* start *

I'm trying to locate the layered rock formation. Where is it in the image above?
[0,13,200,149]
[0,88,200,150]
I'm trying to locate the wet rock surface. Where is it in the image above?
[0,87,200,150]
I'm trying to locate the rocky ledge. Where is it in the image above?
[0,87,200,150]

* end *
* start *

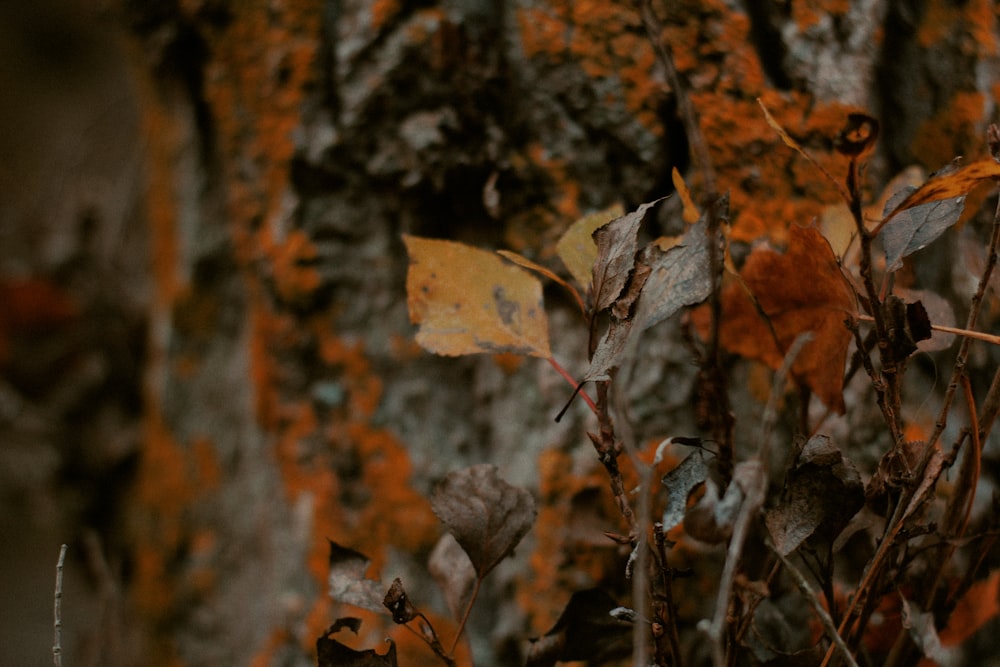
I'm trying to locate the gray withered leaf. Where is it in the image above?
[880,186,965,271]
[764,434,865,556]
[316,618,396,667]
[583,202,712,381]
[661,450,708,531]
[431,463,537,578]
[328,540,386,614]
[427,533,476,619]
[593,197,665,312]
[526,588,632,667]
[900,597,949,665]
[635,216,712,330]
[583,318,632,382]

* end *

### INSTRUCTIONS FOR THE TASK
Output the records from the line with "I'm trying to locate the gray" to the line with "[583,318,632,382]", both included, as a Markdown table with the columns Row and Line, leaving out any blank lines.

### ANSWER TO THIS EXERCISE
| Row | Line |
|---|---|
| 1 | I'm trying to locate the gray withered leaf. Where is it in the image above? |
| 2 | [880,186,965,271] |
| 3 | [764,434,865,556] |
| 4 | [316,618,396,667] |
| 5 | [583,202,712,381] |
| 6 | [661,450,708,531] |
| 7 | [431,463,537,578] |
| 8 | [328,540,386,614] |
| 9 | [427,533,476,619] |
| 10 | [593,197,665,312] |
| 11 | [526,588,632,667] |
| 12 | [900,597,949,665] |
| 13 | [635,216,712,330] |
| 14 | [583,318,632,382] |